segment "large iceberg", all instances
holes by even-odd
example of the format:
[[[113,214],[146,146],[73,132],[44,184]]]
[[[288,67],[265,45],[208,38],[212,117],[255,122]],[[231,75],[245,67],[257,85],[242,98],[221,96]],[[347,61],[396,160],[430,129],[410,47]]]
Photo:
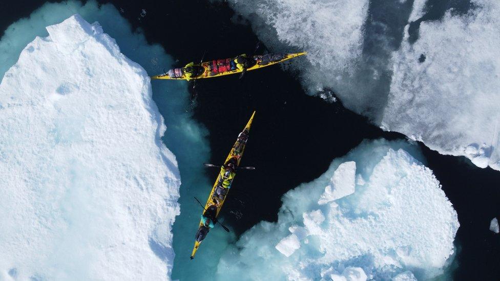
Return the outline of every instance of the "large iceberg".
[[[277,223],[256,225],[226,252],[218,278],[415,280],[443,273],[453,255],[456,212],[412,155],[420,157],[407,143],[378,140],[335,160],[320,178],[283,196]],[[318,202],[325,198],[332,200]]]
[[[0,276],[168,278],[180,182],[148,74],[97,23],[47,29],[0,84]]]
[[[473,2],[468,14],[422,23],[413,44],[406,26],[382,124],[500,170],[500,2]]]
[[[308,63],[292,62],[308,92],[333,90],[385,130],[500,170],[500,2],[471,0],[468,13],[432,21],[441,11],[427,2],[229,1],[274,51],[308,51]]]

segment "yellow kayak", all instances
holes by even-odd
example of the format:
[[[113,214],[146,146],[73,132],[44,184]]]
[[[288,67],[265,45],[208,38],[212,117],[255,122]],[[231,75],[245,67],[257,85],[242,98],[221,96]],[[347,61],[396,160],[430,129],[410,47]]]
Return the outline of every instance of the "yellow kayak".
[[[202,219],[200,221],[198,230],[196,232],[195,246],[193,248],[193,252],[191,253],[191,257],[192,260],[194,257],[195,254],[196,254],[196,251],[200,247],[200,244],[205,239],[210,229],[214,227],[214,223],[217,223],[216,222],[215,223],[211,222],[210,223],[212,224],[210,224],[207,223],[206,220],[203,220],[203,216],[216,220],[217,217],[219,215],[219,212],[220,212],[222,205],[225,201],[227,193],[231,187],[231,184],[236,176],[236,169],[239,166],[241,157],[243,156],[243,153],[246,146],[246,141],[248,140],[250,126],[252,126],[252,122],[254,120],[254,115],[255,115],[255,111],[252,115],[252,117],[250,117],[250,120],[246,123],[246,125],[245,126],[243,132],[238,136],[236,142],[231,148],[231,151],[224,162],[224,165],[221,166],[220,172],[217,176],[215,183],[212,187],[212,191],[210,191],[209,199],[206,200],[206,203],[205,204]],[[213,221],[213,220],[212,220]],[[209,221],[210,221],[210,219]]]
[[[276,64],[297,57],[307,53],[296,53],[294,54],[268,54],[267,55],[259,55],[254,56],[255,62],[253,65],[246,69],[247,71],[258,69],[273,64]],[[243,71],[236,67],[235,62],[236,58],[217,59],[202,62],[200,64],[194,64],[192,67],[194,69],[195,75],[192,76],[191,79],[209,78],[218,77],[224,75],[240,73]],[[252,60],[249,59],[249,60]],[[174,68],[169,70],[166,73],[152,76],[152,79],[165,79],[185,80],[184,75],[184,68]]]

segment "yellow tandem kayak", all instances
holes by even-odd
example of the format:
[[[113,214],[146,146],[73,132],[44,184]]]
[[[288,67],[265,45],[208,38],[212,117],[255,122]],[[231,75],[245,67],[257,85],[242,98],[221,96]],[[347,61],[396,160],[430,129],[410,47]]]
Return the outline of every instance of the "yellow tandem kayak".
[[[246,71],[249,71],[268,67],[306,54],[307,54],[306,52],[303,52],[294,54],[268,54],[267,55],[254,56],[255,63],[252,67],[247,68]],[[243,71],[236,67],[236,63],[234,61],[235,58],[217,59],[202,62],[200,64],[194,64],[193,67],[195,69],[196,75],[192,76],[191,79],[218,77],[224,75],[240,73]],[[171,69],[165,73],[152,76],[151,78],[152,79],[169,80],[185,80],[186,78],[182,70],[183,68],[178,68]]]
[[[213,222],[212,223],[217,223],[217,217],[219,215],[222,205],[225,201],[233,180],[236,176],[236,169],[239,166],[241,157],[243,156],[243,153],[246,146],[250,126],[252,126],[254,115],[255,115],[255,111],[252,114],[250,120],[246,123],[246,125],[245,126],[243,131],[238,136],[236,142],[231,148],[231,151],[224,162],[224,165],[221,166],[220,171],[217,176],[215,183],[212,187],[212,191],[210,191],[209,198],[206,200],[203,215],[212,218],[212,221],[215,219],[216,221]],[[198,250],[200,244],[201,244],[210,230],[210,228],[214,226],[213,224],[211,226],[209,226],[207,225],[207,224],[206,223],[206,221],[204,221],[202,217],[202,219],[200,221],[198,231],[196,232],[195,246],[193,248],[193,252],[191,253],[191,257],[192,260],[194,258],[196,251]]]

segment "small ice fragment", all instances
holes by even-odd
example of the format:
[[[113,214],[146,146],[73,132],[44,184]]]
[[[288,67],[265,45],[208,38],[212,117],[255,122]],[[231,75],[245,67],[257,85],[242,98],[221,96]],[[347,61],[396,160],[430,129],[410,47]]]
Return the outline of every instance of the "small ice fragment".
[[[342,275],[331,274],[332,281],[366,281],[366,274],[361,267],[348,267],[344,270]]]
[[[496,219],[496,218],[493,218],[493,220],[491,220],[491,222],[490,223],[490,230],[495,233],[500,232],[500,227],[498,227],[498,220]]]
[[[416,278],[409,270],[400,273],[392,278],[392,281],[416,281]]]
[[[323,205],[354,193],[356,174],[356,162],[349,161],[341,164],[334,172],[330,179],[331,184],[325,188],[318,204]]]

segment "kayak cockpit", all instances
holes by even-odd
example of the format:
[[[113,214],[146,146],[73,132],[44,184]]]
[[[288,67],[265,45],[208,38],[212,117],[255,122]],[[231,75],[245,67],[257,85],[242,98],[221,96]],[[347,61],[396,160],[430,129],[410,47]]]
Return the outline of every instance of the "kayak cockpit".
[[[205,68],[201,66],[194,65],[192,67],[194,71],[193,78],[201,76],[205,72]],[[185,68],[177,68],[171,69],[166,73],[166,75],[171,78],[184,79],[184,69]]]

### What is expected
Return every line above that contains the string "segment". Case counts.

### Correct output
segment "large iceberg", all instances
segment "yellow kayak", all instances
segment "yellow tandem kayak", all instances
segment "small ice fragment", all instances
segment "kayak cockpit", all instances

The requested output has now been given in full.